- [TASK] Would you write the data out once more, exactly as it is?
START TASK DATA
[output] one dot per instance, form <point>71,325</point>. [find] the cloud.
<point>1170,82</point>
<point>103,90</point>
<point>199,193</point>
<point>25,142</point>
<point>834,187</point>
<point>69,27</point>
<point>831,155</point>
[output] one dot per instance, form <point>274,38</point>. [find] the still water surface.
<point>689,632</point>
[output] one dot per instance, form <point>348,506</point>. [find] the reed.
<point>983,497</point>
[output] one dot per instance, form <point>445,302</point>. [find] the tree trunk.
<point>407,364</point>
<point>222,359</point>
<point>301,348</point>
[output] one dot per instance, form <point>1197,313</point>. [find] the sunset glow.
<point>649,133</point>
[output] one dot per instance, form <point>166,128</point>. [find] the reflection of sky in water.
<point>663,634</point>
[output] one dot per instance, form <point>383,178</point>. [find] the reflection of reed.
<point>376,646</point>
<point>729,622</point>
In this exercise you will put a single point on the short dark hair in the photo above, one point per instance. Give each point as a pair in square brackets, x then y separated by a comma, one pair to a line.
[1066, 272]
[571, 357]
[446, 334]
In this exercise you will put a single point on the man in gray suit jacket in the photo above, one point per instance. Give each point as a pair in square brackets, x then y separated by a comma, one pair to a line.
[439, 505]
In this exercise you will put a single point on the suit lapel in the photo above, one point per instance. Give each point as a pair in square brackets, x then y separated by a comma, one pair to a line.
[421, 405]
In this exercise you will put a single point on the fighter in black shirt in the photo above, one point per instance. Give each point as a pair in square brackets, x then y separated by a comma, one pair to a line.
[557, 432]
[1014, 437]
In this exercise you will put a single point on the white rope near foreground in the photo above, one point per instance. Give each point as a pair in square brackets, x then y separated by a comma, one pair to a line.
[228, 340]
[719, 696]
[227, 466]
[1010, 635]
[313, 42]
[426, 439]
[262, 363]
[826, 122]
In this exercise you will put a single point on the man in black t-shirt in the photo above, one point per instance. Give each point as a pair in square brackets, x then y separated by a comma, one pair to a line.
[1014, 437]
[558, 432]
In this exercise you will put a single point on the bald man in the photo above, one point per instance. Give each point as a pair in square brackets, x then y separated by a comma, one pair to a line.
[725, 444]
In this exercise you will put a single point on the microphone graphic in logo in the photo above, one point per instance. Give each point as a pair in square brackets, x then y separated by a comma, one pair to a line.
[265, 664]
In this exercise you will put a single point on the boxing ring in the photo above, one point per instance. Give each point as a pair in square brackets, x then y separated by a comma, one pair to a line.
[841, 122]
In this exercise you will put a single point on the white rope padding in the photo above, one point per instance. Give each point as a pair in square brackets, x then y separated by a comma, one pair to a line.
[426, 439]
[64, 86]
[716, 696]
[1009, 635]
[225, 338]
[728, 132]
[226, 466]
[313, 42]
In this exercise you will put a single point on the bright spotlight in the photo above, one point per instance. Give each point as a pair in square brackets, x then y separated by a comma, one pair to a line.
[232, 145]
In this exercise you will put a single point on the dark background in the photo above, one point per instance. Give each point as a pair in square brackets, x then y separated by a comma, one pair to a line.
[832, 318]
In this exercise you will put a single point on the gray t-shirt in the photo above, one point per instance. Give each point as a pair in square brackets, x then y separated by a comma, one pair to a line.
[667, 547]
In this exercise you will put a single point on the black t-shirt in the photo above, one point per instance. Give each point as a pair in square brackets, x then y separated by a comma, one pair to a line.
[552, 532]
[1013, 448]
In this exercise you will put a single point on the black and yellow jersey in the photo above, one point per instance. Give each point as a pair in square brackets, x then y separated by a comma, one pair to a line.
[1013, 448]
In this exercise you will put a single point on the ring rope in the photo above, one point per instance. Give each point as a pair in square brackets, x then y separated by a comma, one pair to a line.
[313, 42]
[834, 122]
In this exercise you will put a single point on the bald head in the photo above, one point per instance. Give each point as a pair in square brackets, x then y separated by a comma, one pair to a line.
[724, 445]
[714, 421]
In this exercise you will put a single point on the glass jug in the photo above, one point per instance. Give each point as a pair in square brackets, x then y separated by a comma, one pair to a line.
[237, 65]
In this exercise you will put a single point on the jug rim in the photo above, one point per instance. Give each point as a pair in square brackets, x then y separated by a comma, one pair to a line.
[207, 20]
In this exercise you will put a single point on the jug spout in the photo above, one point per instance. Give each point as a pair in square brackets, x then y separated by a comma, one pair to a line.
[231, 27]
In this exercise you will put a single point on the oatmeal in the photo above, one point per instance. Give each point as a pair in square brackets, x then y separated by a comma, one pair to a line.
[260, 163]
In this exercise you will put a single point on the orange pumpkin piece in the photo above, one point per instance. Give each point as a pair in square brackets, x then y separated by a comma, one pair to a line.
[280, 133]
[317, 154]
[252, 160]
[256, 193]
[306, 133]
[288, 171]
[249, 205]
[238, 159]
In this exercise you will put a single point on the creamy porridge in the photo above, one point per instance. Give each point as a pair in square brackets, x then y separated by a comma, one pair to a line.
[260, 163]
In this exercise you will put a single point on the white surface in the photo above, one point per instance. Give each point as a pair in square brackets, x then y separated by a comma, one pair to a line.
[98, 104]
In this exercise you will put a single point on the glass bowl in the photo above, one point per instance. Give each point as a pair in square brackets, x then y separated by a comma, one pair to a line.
END TASK DATA
- [FINAL ANSWER]
[output] one dot per instance, form <point>71,325</point>. [find] the cloud.
<point>1170,82</point>
<point>103,90</point>
<point>199,193</point>
<point>25,142</point>
<point>834,187</point>
<point>69,27</point>
<point>831,155</point>
[output] one dot per instance, form <point>274,38</point>. [find] the still water surface.
<point>689,632</point>
[output] one dot per instance, form <point>348,506</point>. [find] the reed.
<point>983,497</point>
[output] one dot per instance, form <point>445,302</point>. [find] the tree trunk.
<point>407,364</point>
<point>222,359</point>
<point>301,348</point>
[output] one dot per instance, form <point>1197,313</point>. [find] the sunset glow.
<point>649,133</point>
[output] one dot per instance, form <point>166,128</point>. [find] the reflection of sky in water.
<point>663,634</point>
[output] one dot per instance, form <point>383,178</point>. [find] the reflection of reed.
<point>376,646</point>
<point>729,622</point>
In this exercise you will put a single point on the short dark hair in the photo above, one point per instance. Give each point as a pair in square brackets, x then y separated by a comma, one pair to a line.
[1066, 272]
[571, 357]
[446, 334]
In this exercise you will put a single point on the man in gray suit jacket in the photo above, one point per instance. Give each point as a pair in square brackets, x then y separated by a comma, one pair to a line.
[439, 505]
In this exercise you will put a single point on the suit lapel in the photo above, one point per instance. Give each point as a pair in square brackets, x then y separated by a comma, one pair to a line.
[421, 405]
In this exercise you will put a single point on the fighter in black shirt in the photo above, one point per instance. Give each point as a pair in square brackets, x then y separated by a comma, one pair to a line.
[557, 432]
[1014, 437]
In this exercise you will put a single point on the white rope near foreground in the photo above, one point per instance. Give each point as a pair in square brackets, x then y separated by a comma, one pair to a line.
[228, 340]
[719, 696]
[227, 466]
[1010, 635]
[313, 42]
[426, 439]
[262, 363]
[826, 122]
In this exercise you will put a single point on the man in black t-shirt in the photo above, one point per instance. Give each point as a pair in square brackets, x then y separated by a comma, one pair to a line.
[1014, 437]
[558, 432]
In this exercise you will put a single point on the bald man in the photo above, one point per instance. Give each point as a pair in square brackets, x then y separated by a comma, one pair to a line.
[725, 444]
In this exercise you will put a single point on the microphone graphic in logo in the photo above, one point per instance. Give each point as a pair in square brackets, x then y separated by a comma, one pair to a line.
[265, 664]
In this exercise you will put a single point on the boxing ring in the photo above, one point per instance. Give each point as a pair in square brackets, x then y separated by a comma, one pair to a line.
[841, 122]
In this exercise you will put a single point on the white rope padding in the photo above, one point per instance. Give each point as a pair in square brackets, x then y separated by a comma, one pair to a line.
[426, 439]
[64, 86]
[716, 696]
[1009, 635]
[225, 338]
[728, 132]
[226, 466]
[313, 42]
In this exercise you will put a single point on the bright spotlight in the photo above, one point per instance. Give each point as a pair in square brackets, x then y separated by a comma, one pair to a line.
[232, 145]
In this exercise you will put a single point on the dark background in the photo above, one point per instance. Give each point as a pair in square brackets, x then y separated by a comma, one pair to a line.
[832, 318]
In this exercise you will put a single point on the gray t-shirt in the photo above, one point per instance. Give each point as a pair in square brackets, x then y separated by a comma, one pair to a line.
[667, 547]
In this exercise you will put a single point on the black t-shirt in the photo above, one point per instance. Give each point as a pair in square brackets, x then y separated by a comma, one pair to a line.
[552, 532]
[1013, 448]
In this exercise you will put a single point on the black and yellow jersey in the photo above, one point per instance. Give each point as a pair in square brackets, x then y separated by a comma, one pair to a line.
[1013, 448]
In this exercise you will put a single point on the ring rope in the photo above, one point per instance. Give each point as a pair in square brackets, x then y separated by a comma, one pair to a line.
[313, 42]
[834, 122]
In this exercise you will put a single point on the bald head in the photo above, one point per instance. Give each point as a pair in square brackets, x then y separated by a comma, one pair to a line.
[724, 445]
[714, 421]
In this exercise you will put a single point on the glass jug in the photo above, one point per instance. Give each point as a pair in square brackets, x then y separated by a comma, one pair to a line.
[237, 65]
In this exercise you will put a single point on the jug rim in the photo above, one point per instance. Give each point as a pair in square brackets, x then y separated by a comma, one pair to a line.
[207, 20]
In this exercise you will put a single point on the jug spout in the photo above, one point per instance. Give each point as a pair in square brackets, x then y separated by a comma, one pair to a line.
[231, 27]
In this exercise you will put a single point on the oatmeal in the photo above, one point per instance. Give each point as a pair in square brackets, x then y separated by a comma, one pair to a line.
[260, 163]
In this exercise you will put a single point on the orange pumpkin piece in the photo above, one point per instance. Give each point as a pair in square brackets, x then y separated by a comma, one pair to a line.
[280, 133]
[317, 154]
[252, 160]
[256, 193]
[306, 133]
[288, 171]
[249, 205]
[238, 159]
In this exercise you will put a single point on the creamy porridge in the photo above, one point per instance. Give each point as a pair in square brackets, x then y separated by a comma, one pair to a line.
[260, 163]
In this exercise you will put a single point on the white surface in the photo above, one point per instance. Give each point as a pair in square brackets, x then y separated by a comma, one pair to a line.
[98, 104]
In this exercise you will put a single point on the glass bowl in the photo above, one point per instance. Give each point as a pair in square brackets, x then y separated by a comma, one pair to a line.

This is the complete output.